Excerpted records:
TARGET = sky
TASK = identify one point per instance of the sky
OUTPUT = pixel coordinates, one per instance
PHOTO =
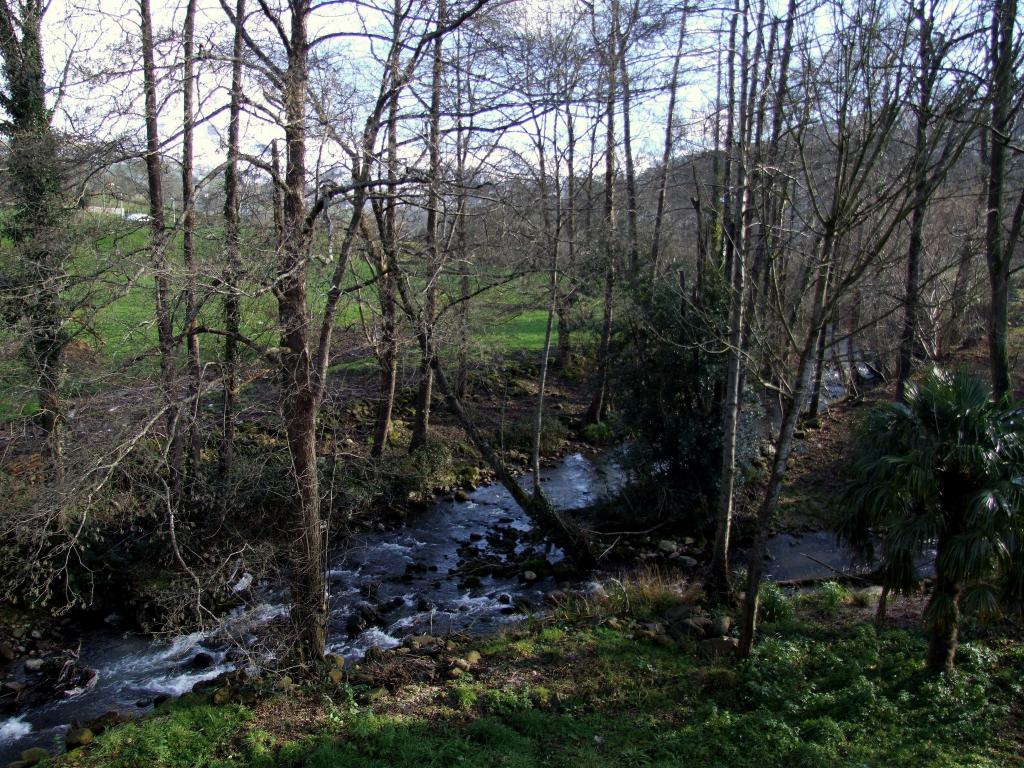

...

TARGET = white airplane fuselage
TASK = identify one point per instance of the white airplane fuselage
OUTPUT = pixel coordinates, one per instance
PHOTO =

...

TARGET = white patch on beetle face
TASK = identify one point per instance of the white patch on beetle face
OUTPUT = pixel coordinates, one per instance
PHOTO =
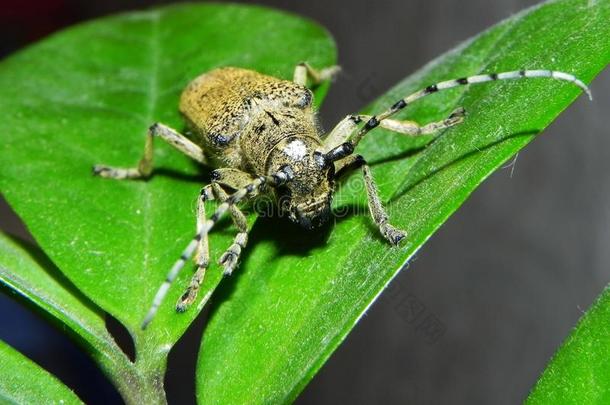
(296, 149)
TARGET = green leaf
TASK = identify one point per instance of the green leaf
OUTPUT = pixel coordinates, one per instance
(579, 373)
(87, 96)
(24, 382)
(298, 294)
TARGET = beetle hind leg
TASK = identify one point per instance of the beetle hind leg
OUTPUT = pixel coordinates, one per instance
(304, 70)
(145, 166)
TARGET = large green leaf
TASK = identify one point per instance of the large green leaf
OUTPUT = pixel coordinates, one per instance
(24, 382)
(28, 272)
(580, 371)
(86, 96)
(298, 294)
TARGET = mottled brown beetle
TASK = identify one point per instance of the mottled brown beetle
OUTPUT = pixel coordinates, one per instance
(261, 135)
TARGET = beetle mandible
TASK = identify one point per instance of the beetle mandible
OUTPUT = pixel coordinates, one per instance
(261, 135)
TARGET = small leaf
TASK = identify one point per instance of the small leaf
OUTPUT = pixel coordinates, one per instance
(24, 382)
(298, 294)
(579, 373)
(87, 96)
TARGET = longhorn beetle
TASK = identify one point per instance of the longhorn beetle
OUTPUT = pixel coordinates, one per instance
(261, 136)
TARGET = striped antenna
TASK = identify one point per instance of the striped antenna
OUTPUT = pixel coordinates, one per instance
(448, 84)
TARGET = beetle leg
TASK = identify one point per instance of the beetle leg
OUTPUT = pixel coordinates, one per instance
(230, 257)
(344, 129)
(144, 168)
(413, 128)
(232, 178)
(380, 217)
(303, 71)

Problem description: Only lines holding the word "TARGET" are wanted; list them all from the material.

Result for this task:
TARGET = sky
TARGET = white airplane fuselage
TARGET = white patch on beetle face
TARGET = green leaf
TARGET = beetle hind leg
TARGET = large green leaf
TARGET = mottled brown beetle
TARGET = beetle mandible
TARGET = small leaf
TARGET = longhorn beetle
TARGET = striped antenna
TARGET = beetle leg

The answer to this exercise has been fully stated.